----- SOURCE RECORDS -----
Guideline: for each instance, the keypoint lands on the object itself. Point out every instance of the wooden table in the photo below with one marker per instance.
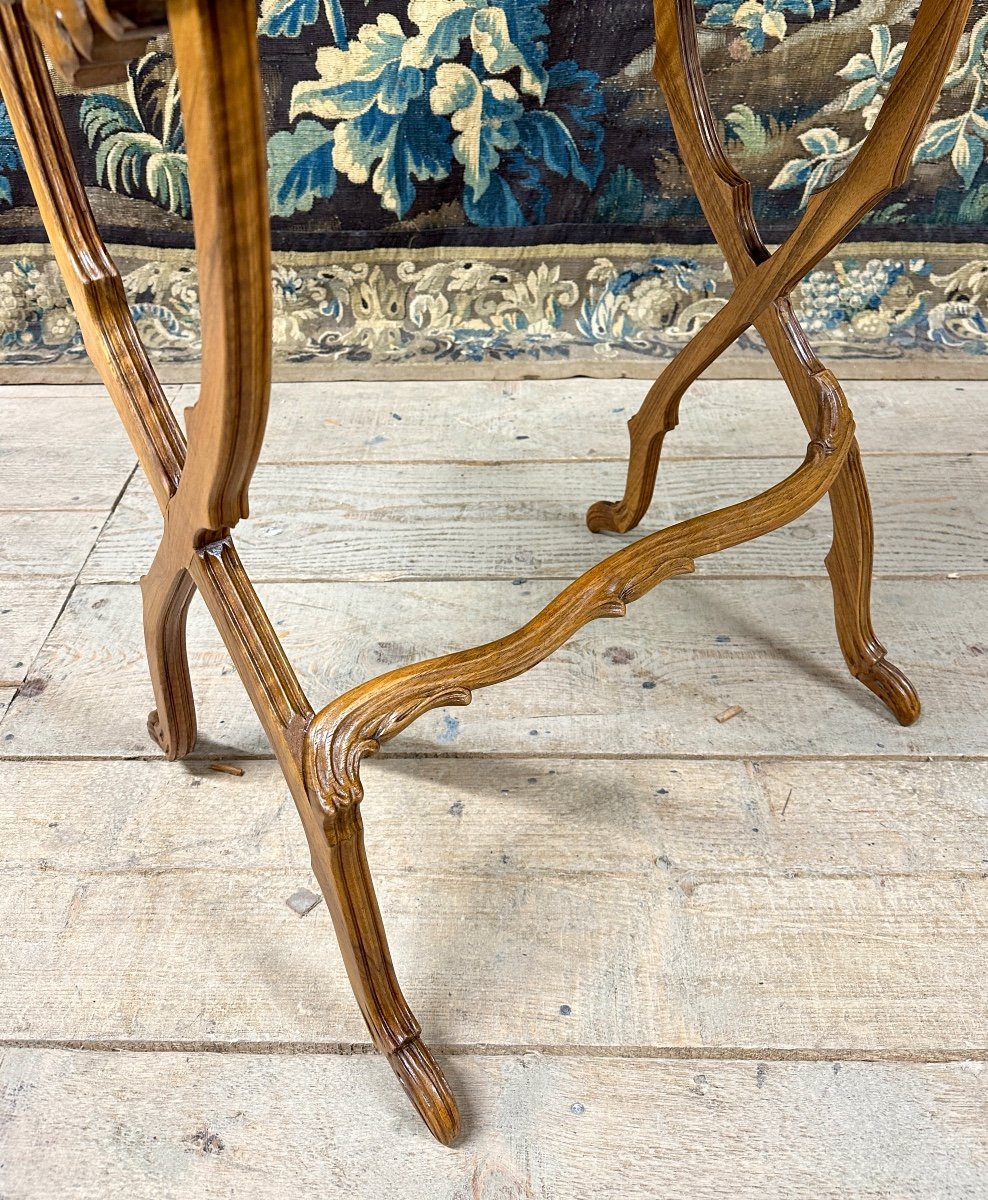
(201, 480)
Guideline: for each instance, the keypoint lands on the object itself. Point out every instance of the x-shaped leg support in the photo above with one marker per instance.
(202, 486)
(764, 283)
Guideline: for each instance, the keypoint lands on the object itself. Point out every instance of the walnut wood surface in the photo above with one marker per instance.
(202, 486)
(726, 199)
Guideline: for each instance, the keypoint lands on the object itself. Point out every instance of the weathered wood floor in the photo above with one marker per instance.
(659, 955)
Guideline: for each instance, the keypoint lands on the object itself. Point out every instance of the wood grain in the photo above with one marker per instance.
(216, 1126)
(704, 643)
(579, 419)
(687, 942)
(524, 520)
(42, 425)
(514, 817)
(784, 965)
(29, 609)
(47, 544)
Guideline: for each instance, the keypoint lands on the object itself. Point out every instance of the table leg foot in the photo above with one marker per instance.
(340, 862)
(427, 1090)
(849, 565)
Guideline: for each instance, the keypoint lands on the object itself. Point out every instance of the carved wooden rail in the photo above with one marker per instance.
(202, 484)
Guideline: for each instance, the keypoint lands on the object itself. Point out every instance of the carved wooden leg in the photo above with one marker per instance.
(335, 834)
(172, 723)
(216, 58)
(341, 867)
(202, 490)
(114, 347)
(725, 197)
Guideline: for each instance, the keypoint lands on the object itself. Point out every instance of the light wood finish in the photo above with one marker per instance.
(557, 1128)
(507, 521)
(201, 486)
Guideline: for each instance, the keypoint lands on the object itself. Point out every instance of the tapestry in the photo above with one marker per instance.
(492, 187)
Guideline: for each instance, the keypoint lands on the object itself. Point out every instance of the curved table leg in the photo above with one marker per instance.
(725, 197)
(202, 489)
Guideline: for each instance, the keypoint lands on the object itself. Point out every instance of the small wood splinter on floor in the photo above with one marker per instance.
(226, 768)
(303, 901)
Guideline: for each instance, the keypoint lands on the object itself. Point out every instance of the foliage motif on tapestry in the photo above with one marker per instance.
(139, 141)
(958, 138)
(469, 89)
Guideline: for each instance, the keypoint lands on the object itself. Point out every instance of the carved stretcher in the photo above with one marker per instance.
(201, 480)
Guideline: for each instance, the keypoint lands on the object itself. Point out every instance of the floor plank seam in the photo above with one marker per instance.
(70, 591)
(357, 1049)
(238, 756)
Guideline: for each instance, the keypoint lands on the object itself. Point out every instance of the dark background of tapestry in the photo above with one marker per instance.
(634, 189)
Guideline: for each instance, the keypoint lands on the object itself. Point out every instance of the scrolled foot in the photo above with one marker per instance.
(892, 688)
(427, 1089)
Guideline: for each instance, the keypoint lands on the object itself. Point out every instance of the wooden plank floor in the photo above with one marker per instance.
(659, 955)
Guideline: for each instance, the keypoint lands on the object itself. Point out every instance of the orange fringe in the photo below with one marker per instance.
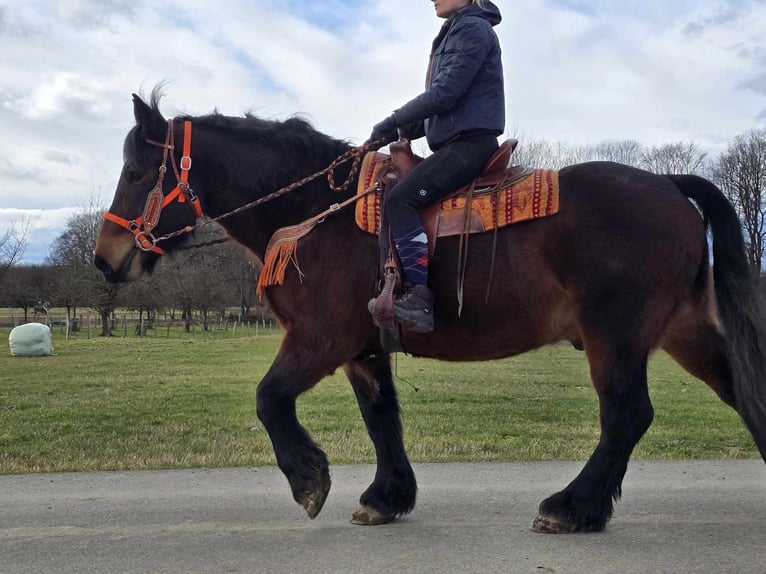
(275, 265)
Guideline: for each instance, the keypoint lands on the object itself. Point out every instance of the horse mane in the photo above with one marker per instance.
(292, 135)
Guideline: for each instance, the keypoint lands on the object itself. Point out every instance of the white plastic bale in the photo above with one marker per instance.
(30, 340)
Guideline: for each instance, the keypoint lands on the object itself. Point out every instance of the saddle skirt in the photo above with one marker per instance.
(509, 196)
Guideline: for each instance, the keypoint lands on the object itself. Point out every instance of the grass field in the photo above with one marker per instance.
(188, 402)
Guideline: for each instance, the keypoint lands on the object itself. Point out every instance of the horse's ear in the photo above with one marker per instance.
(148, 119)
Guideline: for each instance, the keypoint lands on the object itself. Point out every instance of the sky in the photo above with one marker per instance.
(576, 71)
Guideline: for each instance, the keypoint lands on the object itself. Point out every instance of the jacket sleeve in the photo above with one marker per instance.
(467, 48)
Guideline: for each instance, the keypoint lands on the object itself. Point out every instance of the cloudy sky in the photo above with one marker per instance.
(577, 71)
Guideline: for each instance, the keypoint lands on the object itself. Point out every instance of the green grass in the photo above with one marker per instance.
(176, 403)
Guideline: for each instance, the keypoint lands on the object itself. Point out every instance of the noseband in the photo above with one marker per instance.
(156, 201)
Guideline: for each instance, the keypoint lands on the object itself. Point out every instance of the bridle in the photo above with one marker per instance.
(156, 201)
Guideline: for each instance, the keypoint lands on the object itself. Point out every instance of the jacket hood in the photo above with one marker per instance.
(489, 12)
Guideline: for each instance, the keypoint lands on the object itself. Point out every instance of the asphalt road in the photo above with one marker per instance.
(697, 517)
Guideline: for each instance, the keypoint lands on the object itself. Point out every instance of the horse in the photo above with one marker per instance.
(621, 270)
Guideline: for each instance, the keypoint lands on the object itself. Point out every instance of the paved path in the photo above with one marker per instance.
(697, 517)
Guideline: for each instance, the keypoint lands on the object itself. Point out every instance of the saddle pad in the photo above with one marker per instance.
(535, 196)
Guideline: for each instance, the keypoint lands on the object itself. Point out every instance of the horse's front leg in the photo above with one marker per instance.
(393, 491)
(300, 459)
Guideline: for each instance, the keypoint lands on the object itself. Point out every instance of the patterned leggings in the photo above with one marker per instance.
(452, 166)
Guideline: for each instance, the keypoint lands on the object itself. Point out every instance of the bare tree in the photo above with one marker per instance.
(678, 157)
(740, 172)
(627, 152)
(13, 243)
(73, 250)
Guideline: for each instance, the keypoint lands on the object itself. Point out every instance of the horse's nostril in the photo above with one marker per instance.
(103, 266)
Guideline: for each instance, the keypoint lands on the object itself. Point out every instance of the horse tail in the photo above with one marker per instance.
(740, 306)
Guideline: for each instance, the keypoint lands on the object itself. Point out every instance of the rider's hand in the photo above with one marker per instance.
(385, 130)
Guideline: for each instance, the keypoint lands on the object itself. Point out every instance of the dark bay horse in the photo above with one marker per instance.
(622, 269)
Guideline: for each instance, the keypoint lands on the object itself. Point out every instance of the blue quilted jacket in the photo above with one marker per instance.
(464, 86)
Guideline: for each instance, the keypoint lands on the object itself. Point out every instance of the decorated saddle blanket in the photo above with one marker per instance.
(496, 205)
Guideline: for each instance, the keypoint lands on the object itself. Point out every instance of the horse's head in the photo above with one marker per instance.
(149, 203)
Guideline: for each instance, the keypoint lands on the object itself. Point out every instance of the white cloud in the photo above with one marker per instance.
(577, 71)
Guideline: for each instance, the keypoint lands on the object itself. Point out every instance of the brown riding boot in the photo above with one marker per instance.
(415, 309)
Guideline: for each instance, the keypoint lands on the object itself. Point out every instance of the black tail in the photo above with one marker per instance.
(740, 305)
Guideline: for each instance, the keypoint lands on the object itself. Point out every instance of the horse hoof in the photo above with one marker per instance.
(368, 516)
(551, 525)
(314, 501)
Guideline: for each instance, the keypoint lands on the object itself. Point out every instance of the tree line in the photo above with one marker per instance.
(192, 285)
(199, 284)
-----
----- SOURCE RECORDS -----
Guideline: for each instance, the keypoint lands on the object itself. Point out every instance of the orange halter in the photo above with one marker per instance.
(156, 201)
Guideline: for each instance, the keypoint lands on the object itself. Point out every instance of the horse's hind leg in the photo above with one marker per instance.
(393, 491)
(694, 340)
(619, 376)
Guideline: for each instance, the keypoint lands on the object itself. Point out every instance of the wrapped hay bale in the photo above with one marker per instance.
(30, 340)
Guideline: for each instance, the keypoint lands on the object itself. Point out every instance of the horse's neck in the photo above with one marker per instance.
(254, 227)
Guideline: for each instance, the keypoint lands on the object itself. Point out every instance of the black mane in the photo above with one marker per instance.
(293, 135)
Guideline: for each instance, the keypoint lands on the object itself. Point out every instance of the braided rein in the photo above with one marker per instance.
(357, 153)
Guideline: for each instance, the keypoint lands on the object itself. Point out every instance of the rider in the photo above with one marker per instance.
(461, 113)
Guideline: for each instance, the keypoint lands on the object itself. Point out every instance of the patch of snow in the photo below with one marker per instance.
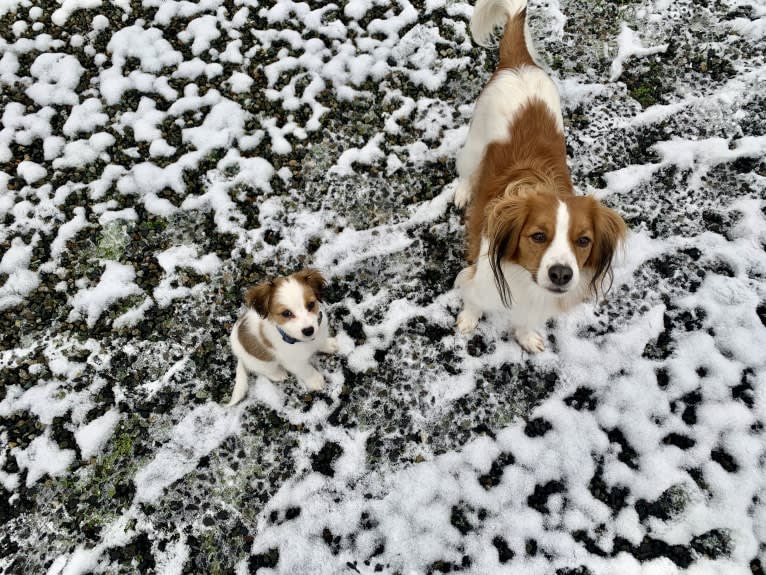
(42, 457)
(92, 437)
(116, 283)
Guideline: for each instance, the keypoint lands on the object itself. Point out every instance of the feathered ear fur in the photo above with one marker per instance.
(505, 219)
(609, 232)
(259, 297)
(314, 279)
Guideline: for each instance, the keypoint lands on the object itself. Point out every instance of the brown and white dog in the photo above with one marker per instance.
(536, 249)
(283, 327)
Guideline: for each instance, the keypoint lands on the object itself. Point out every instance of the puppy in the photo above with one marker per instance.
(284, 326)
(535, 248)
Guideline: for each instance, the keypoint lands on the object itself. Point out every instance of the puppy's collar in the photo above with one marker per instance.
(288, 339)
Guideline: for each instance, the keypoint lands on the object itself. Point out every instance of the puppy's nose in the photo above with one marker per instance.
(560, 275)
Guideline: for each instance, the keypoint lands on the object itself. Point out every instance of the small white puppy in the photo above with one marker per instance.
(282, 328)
-----
----- SOURCE RECORDS -----
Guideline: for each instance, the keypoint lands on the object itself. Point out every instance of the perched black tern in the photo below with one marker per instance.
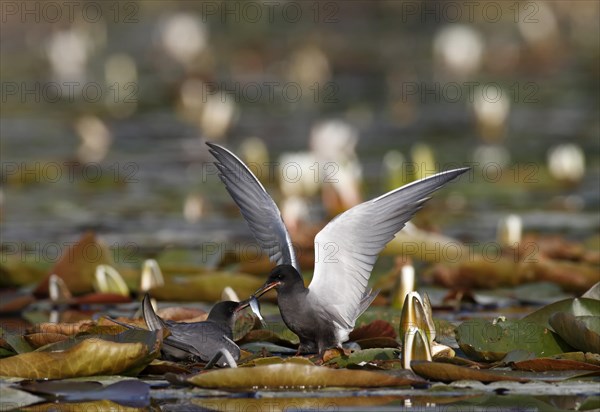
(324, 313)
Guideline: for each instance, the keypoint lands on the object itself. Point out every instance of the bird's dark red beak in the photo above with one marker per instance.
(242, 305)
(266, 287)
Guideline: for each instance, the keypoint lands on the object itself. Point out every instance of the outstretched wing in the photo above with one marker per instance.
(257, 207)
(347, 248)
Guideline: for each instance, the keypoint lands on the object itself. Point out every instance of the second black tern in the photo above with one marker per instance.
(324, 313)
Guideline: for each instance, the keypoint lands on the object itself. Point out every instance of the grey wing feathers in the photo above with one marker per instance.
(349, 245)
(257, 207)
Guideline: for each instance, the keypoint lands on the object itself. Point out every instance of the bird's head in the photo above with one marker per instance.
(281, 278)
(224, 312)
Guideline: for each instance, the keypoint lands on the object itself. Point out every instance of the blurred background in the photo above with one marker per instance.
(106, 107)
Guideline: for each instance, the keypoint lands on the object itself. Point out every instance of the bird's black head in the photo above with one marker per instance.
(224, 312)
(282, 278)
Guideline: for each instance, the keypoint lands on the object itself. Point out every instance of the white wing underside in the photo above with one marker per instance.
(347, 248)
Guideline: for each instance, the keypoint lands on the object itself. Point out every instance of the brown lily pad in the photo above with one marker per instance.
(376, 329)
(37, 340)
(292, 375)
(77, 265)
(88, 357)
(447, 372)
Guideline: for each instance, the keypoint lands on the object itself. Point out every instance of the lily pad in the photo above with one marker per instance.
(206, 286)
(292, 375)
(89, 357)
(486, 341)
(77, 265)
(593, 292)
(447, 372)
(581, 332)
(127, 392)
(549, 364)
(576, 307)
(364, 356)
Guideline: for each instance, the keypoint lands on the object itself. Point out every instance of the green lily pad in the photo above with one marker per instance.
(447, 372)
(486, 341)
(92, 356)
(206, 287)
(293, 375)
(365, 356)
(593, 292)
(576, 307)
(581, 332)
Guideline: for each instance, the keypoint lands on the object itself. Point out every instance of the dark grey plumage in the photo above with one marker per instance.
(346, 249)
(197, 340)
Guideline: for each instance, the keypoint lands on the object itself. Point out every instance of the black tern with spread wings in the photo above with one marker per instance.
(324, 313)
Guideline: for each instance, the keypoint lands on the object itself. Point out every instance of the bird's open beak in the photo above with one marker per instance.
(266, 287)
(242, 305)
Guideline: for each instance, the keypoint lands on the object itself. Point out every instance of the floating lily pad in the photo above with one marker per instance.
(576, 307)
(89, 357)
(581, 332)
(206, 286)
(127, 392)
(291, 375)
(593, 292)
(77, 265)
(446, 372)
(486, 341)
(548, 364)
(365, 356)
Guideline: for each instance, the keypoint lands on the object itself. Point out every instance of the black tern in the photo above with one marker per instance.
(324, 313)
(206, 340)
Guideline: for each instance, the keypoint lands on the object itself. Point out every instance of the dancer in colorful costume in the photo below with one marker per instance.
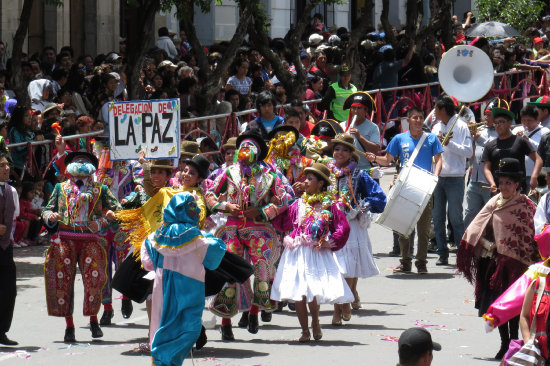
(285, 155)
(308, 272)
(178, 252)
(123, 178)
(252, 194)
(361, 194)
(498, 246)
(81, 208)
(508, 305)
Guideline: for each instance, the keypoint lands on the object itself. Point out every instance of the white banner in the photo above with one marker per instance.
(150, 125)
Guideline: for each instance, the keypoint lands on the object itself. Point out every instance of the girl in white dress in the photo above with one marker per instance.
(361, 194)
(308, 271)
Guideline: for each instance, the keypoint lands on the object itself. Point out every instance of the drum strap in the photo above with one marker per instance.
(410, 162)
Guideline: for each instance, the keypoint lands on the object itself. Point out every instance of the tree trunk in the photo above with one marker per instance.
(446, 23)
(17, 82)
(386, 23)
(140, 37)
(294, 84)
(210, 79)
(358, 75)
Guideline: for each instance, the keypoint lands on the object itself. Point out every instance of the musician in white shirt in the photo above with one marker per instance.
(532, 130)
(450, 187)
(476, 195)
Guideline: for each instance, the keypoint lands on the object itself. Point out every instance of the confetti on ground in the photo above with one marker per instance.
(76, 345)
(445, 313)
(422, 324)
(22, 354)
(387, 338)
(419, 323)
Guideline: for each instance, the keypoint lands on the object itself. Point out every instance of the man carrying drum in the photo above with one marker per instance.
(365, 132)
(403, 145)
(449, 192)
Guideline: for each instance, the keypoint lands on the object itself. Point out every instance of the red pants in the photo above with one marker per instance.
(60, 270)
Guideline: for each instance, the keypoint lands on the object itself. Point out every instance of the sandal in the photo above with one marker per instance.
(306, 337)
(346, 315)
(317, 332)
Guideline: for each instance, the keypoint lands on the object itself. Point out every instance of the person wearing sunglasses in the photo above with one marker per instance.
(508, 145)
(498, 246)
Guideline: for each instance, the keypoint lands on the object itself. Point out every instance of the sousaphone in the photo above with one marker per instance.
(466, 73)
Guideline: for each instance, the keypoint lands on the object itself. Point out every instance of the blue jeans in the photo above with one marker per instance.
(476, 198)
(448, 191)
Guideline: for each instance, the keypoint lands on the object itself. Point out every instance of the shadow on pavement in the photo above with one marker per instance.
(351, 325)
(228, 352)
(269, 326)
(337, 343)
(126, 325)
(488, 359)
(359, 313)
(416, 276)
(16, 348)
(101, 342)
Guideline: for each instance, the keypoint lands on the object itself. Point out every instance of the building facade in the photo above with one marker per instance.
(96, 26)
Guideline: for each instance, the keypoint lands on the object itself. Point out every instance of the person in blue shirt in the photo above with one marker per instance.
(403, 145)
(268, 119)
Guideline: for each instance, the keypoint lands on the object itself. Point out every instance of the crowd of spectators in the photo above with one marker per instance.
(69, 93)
-----
**TASK**
Report each line of the data above that contains the string "tree", copying every such line in full. Matching is case-sensitive.

**ANSWER BELOW**
Guideline: for each instance, the keypoint lands on the object itself. Point out every instance of the bare tree in the photo above with one marker per instance.
Guideline: for each instance, the keypoint lands on the object itself. Point out every instance of the tree line in the photo above with one marker per instance.
Guideline: for each instance, the keypoint lands on the object itself. Point out every instance of the tree trunk in the photo above with one marker per instance.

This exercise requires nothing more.